## Article
______________________________

Disabilities and Their Value.
by Harold St John
IN the days of David, a curious statute was laid down for the guidance of future generations in Israel, viz., "That the blind and the lame must not enter into the house of God." It remained in force for over 1,000 years, as we see in the case of the cripple laid outside the Gate Beautiful; its meaning plainly being that human infirmity and weakness unfit us for the presence and service of God (II Sam. 5: 7, 8).
The Evangelist Matthew, who delights in showing how the Word of Christ transcends all that had been said "by them of old time," points out that on the occasion of our Lord's triumphal entry into Jerusalem, the blind and the lame came to Him in the Temple and He healed them. He evidently wishes us to understand that God is quite willing to repair broken tools and to enlist healed cripples in His army.
The subject is so important that I feel I should cite other illustrations of the working of the same law before I venture to draw any deductions.
First, then, we go back to the thorn-bush where Jehovah met Moses and showed him His goodwill; Moses is sent to deliver Israel from the hand of Pharaoh, but he objects, saying, "O Lord, I am not eloquent, for I am slow of speech and of a slow tongue."
Now mark the Divine answer, "Who hath made man's mouth, or who maketh a man dumb or deaf, or seeing or blind? Have not I the Lord?" (Exod. 4).
Jehovah claims that He is man's Creator, and the omnipotent Author of all his gifts and defects; He determines the quality, measure, and number of our talents, and accepts responsibility for their incompleteness. Nor does He suggest that these shall be lessened.

______________________________

## Data records

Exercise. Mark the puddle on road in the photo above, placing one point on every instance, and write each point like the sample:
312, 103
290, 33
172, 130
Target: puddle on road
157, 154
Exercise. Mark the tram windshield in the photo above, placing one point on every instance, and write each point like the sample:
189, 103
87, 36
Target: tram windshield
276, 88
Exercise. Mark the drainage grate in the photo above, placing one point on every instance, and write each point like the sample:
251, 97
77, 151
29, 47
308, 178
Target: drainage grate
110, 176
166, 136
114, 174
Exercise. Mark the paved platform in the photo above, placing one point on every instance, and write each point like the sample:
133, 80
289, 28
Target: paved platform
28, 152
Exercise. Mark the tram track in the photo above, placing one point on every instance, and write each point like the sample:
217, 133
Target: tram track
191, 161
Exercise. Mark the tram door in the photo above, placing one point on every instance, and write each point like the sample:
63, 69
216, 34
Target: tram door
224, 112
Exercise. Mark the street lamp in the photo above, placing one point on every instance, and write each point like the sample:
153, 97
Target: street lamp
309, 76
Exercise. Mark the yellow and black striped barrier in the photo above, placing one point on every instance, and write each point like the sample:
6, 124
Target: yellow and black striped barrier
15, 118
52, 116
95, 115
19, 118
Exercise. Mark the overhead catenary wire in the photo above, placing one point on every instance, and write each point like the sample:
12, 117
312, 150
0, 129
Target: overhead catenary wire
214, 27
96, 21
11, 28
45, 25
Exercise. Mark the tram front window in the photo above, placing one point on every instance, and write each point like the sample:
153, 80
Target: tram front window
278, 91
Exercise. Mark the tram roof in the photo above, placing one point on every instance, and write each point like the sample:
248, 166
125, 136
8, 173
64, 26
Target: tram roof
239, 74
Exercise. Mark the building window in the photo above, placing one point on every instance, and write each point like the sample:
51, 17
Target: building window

______________________________

## Given request A
According to the essay on disabilities, why does Matthew record that the blind and the lame came to Christ in the Temple and were healed? Answer in one to three sentences.
## Given request B
Rewrite the passage of the essay on disabilities that begins at the words "First, then, we" and stops after "shall be lessened.", changing "Moses" to "the shepherd".
## Given request C
Continue the essay on disabilities from the point where it stops.

## Expected output A
Matthew likes to show how the word of Christ goes beyond what was said "by them of old time," which in this case was the old rule keeping the blind and the lame out of God's house. He wants readers to see that God is willing to repair broken tools and to enlist healed cripples in His army.

## Expected output B
First, then, we go back to the thorn-bush where Jehovah met the shepherd and showed him His goodwill; the shepherd is sent to deliver Israel from the hand of Pharaoh, but he objects, saying, "O Lord, I am not eloquent, for I am slow of speech and of a slow tongue."
Now mark the Divine answer, "Who hath made man's mouth, or who maketh a man dumb or deaf, or seeing or blind? Have not I the Lord?" (Exod. 4).
Jehovah claims that He is man's Creator, and the omnipotent Author of all his gifts and defects; He determines the quality, measure, and number of our talents, and accepts responsibility for their incompleteness. Nor does He suggest that these shall be lessened.

## Expected output C
Again, in John 9, we read how our Lord was leaving the Temple and saw a man blind from his birth. His disciples immediately challenge their Master, asking, "Rabbi, who did sin, this man or his parents that he should be born blind?" The Lord declines to discuss the dark mystery of the origin of sin, but lifts their eyes to the end in view: "Neither did this man sin, nor his parents, but that the works of God should be made manifest in Him." Plainly, His purpose was that that man's condition should be made to serve the glory of God, both in the sufferer and in the spectators, for it is he whom the Lord loveth that He chasteneth. No one wastes his time purifying iron, but the refiner is prodigal in his patience when he has an ingot of gold in his crucible.
A third illustration must suffice, and the case of Paul will furnish all we need. We learn that he, like Moses, was a poor speaker (II Cor. 10: 10). In addition to this, a thorn in the flesh, a messenger of Satan, is sent to buffet him, and in his distress, he beseeches the Lord thrice to break this fetter.
He is reminded that the progress of the kingdom is not to display the perfections of man, but it is a revelation of the power and wisdom of God. These will best be served by setting the treasure in an earthen vessel.
It will be noticed that in the cases of the blind and the lame, disability is removed entirely, but with Moses and Paul there is no suggestion of this, and the handicap is left to hamper.
Disadvantages can be considered under various headings. First, those which are congenital or existing from birth. Again, many of us lie under acquired and social disabilities; physical ill-health which shortens our working hours and limits our powers; poverty, as when a man writes a great book or poem, but has neither money nor influence through which to publish it. With many, either marriage or its absence may greatly handicap us. And lastly, the passage of the years warns us all of the limitations of life.
I think that our attitude towards our limitations should be frank and definite. We all suffer from them, and the occasional apparent exceptions are only on the surface. Each of us has his inner side, his hidden victories and defeats, our specious limitations and our private handicaps and humiliations.
First, then, we must weigh the nature of each disability from which we suffer; some of them are fixed and unalterable, others may be mitigated or even removed entirely.
When our Lord was contrasting the two ways of life, the way of worry and the way of trust, He asked, "Which of you by taking thought can add one cubit to his stature?" That is, He reminds us that we are what we are, and that, in certain directions, our only wisdom is to accept as settled, the base of our triangle of life.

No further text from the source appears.